Saved data entries
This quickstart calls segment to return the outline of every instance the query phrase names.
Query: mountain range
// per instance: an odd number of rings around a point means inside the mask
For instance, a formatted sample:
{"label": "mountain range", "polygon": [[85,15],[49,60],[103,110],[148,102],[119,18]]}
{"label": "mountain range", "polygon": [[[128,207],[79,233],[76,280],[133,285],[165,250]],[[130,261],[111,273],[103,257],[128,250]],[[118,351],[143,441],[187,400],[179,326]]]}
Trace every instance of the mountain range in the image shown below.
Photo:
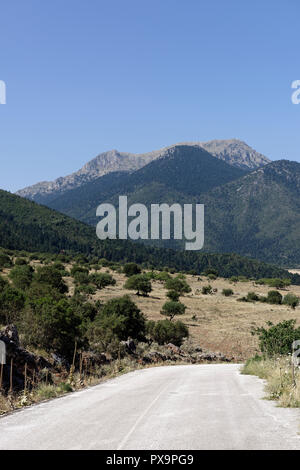
{"label": "mountain range", "polygon": [[109,173],[136,171],[153,160],[164,157],[171,149],[182,145],[204,148],[214,157],[242,169],[258,168],[270,161],[264,155],[253,150],[246,143],[237,139],[175,144],[144,154],[132,154],[110,150],[101,153],[71,175],[57,178],[55,181],[37,183],[33,186],[21,189],[17,194],[36,202],[47,204],[66,191],[78,188]]}
{"label": "mountain range", "polygon": [[[97,206],[117,205],[119,195],[129,204],[203,203],[205,252],[300,265],[299,163],[271,162],[238,140],[176,144],[144,157],[114,152],[88,163],[71,187],[66,177],[57,190],[42,183],[19,194],[90,225]],[[174,241],[160,246],[182,248]]]}

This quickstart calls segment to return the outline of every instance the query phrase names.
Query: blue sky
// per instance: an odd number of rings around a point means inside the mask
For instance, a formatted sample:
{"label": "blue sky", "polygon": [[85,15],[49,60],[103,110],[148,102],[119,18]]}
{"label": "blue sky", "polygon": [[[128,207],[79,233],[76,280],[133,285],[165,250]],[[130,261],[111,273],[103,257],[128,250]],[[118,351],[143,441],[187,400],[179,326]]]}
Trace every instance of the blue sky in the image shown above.
{"label": "blue sky", "polygon": [[298,0],[1,2],[0,188],[182,141],[300,161],[299,13]]}

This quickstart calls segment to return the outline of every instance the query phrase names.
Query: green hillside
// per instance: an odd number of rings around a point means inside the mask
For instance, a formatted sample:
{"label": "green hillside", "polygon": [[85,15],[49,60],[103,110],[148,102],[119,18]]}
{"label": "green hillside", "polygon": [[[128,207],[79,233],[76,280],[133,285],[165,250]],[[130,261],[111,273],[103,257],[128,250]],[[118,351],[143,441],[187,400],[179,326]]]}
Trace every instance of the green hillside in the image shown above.
{"label": "green hillside", "polygon": [[300,164],[285,160],[202,195],[206,250],[300,265]]}
{"label": "green hillside", "polygon": [[235,254],[205,254],[173,251],[121,240],[100,241],[95,229],[34,202],[0,190],[0,246],[11,250],[59,253],[65,250],[111,261],[135,261],[153,268],[201,273],[215,268],[223,277],[300,276]]}

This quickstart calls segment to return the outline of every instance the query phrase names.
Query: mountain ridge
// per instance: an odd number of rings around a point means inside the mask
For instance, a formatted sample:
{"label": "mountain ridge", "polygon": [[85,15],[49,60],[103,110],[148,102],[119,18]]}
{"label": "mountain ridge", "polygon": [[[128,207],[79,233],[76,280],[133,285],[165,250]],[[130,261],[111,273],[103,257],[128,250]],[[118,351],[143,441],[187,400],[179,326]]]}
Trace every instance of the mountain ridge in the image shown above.
{"label": "mountain ridge", "polygon": [[106,174],[112,172],[136,171],[153,160],[162,158],[170,149],[182,145],[204,148],[214,157],[241,169],[251,170],[270,162],[267,157],[256,152],[245,142],[238,139],[212,140],[209,142],[183,142],[142,154],[110,150],[99,154],[97,157],[87,162],[77,172],[65,177],[59,177],[54,181],[36,183],[17,191],[16,194],[39,203],[47,203],[70,189],[94,181]]}

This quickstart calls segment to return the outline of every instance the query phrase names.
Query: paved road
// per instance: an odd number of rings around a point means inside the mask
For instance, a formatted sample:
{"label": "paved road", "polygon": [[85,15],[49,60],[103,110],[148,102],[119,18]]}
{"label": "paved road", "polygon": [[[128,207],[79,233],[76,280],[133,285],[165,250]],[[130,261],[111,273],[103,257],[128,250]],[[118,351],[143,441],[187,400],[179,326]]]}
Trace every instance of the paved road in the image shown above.
{"label": "paved road", "polygon": [[300,413],[235,364],[157,367],[0,419],[0,449],[300,449]]}

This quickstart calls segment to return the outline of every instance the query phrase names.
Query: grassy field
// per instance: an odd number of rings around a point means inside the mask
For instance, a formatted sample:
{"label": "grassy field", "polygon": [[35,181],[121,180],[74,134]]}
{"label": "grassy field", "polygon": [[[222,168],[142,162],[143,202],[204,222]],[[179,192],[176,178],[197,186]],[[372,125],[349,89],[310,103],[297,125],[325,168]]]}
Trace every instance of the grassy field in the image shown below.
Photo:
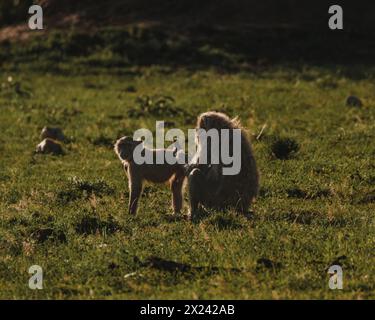
{"label": "grassy field", "polygon": [[[0,298],[375,298],[373,69],[187,68],[137,51],[122,65],[121,46],[65,56],[75,47],[58,39],[1,53]],[[347,106],[350,94],[363,106]],[[128,216],[116,138],[156,120],[187,130],[208,110],[249,130],[261,172],[252,218],[211,212],[191,223],[171,215],[169,191],[155,185]],[[64,130],[65,155],[33,153],[45,125]],[[287,138],[294,152],[280,159]],[[28,287],[35,264],[43,290]],[[333,264],[343,290],[328,287]]]}

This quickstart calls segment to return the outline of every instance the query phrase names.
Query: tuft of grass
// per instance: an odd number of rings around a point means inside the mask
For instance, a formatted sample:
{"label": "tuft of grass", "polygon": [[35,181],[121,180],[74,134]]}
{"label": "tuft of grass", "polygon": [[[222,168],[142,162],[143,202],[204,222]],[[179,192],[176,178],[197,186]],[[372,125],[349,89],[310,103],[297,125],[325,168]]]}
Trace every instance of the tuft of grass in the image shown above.
{"label": "tuft of grass", "polygon": [[55,240],[58,242],[67,242],[67,237],[64,231],[55,230],[53,228],[40,228],[31,233],[31,238],[38,243],[43,243],[47,240]]}
{"label": "tuft of grass", "polygon": [[294,157],[300,145],[292,138],[275,138],[271,143],[271,153],[280,160],[286,160]]}
{"label": "tuft of grass", "polygon": [[182,117],[186,121],[192,121],[192,115],[185,109],[176,106],[175,100],[171,96],[138,96],[135,106],[128,109],[128,117],[163,117],[173,119]]}
{"label": "tuft of grass", "polygon": [[61,203],[68,203],[77,199],[88,199],[91,195],[102,196],[114,193],[114,189],[103,179],[94,181],[83,180],[77,176],[68,179],[68,183],[57,193],[57,199]]}
{"label": "tuft of grass", "polygon": [[102,220],[98,216],[84,215],[75,225],[78,234],[111,234],[121,230],[120,225],[109,216],[107,220]]}
{"label": "tuft of grass", "polygon": [[228,213],[214,214],[210,219],[210,224],[218,230],[236,230],[241,229],[241,218]]}

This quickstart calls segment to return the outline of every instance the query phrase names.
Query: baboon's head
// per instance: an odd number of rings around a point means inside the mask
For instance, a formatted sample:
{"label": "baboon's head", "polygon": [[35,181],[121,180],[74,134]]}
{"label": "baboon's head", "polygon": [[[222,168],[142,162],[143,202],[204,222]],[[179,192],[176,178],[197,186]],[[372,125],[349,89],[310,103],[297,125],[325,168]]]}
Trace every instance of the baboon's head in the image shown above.
{"label": "baboon's head", "polygon": [[197,128],[206,131],[210,129],[233,129],[237,124],[236,121],[237,119],[231,120],[222,112],[209,111],[198,117]]}
{"label": "baboon's head", "polygon": [[115,152],[122,161],[131,161],[136,146],[142,143],[142,140],[133,140],[132,137],[122,137],[115,143]]}
{"label": "baboon's head", "polygon": [[[199,115],[197,120],[197,132],[198,129],[205,131],[210,131],[211,129],[218,130],[220,132],[222,129],[240,129],[241,123],[238,118],[231,119],[225,113],[208,111]],[[199,134],[196,135],[196,143],[200,144]]]}

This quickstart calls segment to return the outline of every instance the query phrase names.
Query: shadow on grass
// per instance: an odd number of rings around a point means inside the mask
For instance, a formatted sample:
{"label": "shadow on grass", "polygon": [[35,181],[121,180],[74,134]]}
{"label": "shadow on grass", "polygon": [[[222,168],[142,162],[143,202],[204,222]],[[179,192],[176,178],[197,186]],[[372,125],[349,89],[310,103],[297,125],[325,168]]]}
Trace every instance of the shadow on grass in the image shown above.
{"label": "shadow on grass", "polygon": [[259,258],[257,260],[256,272],[263,272],[266,270],[270,270],[273,272],[279,271],[282,268],[282,264],[277,261],[270,260],[268,258]]}
{"label": "shadow on grass", "polygon": [[286,221],[302,225],[323,225],[345,227],[356,223],[356,220],[344,217],[329,217],[319,211],[291,209],[287,212],[265,218],[267,221]]}
{"label": "shadow on grass", "polygon": [[57,193],[57,201],[67,204],[78,199],[88,199],[93,194],[96,196],[111,195],[114,189],[104,180],[87,181],[78,177],[69,179],[63,190]]}
{"label": "shadow on grass", "polygon": [[142,267],[153,268],[160,271],[166,271],[171,273],[204,273],[205,275],[209,276],[223,271],[232,273],[240,273],[242,271],[238,268],[224,268],[216,266],[192,266],[190,264],[166,260],[156,256],[148,257],[143,262],[136,257],[135,262],[137,262]]}
{"label": "shadow on grass", "polygon": [[108,219],[100,219],[97,216],[83,216],[75,225],[75,230],[78,234],[89,235],[96,233],[113,234],[116,231],[122,230],[117,221],[109,216]]}

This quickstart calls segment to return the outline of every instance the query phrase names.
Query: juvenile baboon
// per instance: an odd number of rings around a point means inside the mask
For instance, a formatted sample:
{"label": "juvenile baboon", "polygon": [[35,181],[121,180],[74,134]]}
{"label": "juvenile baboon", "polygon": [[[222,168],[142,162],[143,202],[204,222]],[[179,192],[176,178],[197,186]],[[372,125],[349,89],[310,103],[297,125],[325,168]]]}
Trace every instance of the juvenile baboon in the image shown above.
{"label": "juvenile baboon", "polygon": [[[172,190],[172,206],[174,213],[180,212],[182,208],[182,187],[185,178],[184,167],[181,164],[137,164],[133,159],[134,149],[142,144],[142,141],[134,141],[132,137],[122,137],[115,144],[115,152],[124,165],[129,181],[129,213],[136,214],[138,200],[142,193],[144,181],[154,183],[169,182]],[[151,152],[153,159],[156,154],[162,153],[164,159],[167,153],[176,156],[176,150],[169,149],[149,149],[142,146],[142,152]],[[146,150],[147,149],[147,150]]]}
{"label": "juvenile baboon", "polygon": [[[223,175],[225,166],[221,159],[219,164],[199,163],[199,153],[195,164],[188,166],[188,189],[190,213],[193,218],[199,205],[213,209],[233,207],[237,212],[247,213],[252,200],[259,189],[259,174],[254,159],[250,141],[238,119],[230,119],[220,112],[206,112],[197,120],[197,129],[217,129],[219,131],[219,146],[221,145],[220,131],[222,129],[241,130],[241,153],[233,156],[241,157],[241,169],[238,174]],[[198,146],[201,143],[197,139]],[[229,150],[233,150],[233,135],[229,138]],[[210,159],[210,145],[207,145],[207,159]]]}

About this exercise: Match on "below" and copy out every line of the entries that contains it.

Response box:
Trace every instance of the mountain range in the image shown below.
Trace every instance of the grassy field in the image shown below.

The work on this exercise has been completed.